Segment Start: Data extract

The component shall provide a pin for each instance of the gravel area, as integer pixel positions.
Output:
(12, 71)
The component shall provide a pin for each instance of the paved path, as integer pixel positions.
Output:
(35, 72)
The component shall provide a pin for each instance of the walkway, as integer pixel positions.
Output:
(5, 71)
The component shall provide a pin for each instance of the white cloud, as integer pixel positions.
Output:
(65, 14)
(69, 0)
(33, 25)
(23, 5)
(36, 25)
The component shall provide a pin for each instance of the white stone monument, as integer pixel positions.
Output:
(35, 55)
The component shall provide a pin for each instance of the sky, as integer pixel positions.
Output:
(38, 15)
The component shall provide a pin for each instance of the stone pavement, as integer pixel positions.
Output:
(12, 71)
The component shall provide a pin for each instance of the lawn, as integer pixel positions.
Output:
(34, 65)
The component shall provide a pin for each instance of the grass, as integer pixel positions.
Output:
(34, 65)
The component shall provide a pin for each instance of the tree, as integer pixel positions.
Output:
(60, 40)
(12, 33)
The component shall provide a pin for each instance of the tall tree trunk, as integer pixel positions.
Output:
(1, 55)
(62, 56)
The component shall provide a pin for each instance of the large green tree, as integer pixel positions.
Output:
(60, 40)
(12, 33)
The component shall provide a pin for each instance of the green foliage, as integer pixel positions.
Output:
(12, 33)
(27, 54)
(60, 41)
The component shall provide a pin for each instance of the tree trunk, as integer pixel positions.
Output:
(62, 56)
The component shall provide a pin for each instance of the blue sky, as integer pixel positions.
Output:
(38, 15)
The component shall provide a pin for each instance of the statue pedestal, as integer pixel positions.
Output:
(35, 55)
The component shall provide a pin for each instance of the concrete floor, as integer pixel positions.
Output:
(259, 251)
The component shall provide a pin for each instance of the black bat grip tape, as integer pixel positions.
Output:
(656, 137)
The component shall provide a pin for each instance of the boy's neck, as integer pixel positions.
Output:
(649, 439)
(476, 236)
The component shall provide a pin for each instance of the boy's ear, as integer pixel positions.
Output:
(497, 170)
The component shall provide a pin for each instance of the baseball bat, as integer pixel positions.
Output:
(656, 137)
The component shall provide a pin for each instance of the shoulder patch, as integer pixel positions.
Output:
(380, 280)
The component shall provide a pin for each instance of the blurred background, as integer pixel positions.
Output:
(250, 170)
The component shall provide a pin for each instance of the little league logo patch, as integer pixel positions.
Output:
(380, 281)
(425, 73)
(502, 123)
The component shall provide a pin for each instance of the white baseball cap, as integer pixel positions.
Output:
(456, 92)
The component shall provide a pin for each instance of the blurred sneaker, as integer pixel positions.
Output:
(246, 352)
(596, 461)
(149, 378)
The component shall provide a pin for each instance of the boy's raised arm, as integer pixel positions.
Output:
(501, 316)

Segment End: Data extract

Each record must be copied out exactly and in full.

The component shall provide a pin for each instance of the gravel area, as integer pixel positions.
Output:
(12, 71)
The component shall provide a pin for each instance of the paved path, as integer pixel positions.
Output:
(35, 72)
The component shall provide a pin for each instance of the walkway, as integer pixel positions.
Output:
(5, 71)
The component shall provide a pin for each instance of the white cloud, as integer pixel positions.
Output:
(65, 14)
(69, 0)
(33, 25)
(23, 5)
(36, 25)
The component shall provide a pin for each instance of the white stone monument, as integer pixel positions.
Output:
(35, 55)
The component shall provide a pin for each instance of the sky, as integer pixel positions.
Output:
(38, 15)
The component shall provide a pin for each instance of the stone pavement, as integer pixel positions.
Output:
(12, 71)
The component shall provide a pin for each instance of the lawn, as integer pixel positions.
Output:
(34, 65)
The component shall provide a pin for each instance of the grass, as integer pixel positions.
Output:
(34, 65)
The component shall provide a pin for each instance of the tree, as integer pixel positions.
Output:
(60, 40)
(12, 33)
The component shall provide a pin for each instance of the tall tree trunk, as integer pixel positions.
Output:
(1, 55)
(62, 56)
The component shall provide a pin for each instance of the large green tree, as integer pixel positions.
Output:
(60, 40)
(12, 33)
The component shall provide a pin for each instance of the green foliage, as integer pixel positions.
Output:
(12, 33)
(27, 54)
(60, 41)
The component shall provide a pin for each instance of the tree trunk, as integer pixel positions.
Output:
(62, 56)
The component shall provide a pin for each instance of the blue sky, as integer pixel positions.
Output:
(38, 15)
The component shall provide a pin for each instance of the statue pedestal, as integer pixel positions.
Output:
(35, 55)
The component shall provide a pin for each instance of the concrete floor, as integer pixel positions.
Output:
(259, 251)
The component shall provide a pin for each instance of the black bat grip tape, as integer pixel positions.
Output:
(656, 137)
The component shall provide a pin for each instance of the boy's neck, as integer pixel positions.
Output:
(649, 439)
(476, 236)
The component shall provide a pin for each instance of the boy's ear, as integer pixel positions.
Output:
(497, 170)
The component shall provide a pin for each instance of the baseball bat, as integer pixel positions.
Output:
(656, 137)
The component shall provide a pin for each instance of the shoulder patch, as integer pixel positions.
Output:
(380, 280)
The component shall provide a pin for each instance of the blurred background, as integer pixel positions.
Output:
(250, 170)
The component shall provide a pin for each instance of the little league logo patch, as integer pixel positions.
Output:
(380, 281)
(425, 73)
(502, 123)
The component shall provide a pin for each instance of the white baseball cap, as integer pixel positions.
Output:
(456, 92)
The component shall provide a pin for each instance of the blurred sneaker, as integer pixel positions.
Output:
(246, 352)
(596, 461)
(149, 378)
The component shall provide a pin for each instance of the boy's raised arm, as integer pixel positions.
Output:
(501, 316)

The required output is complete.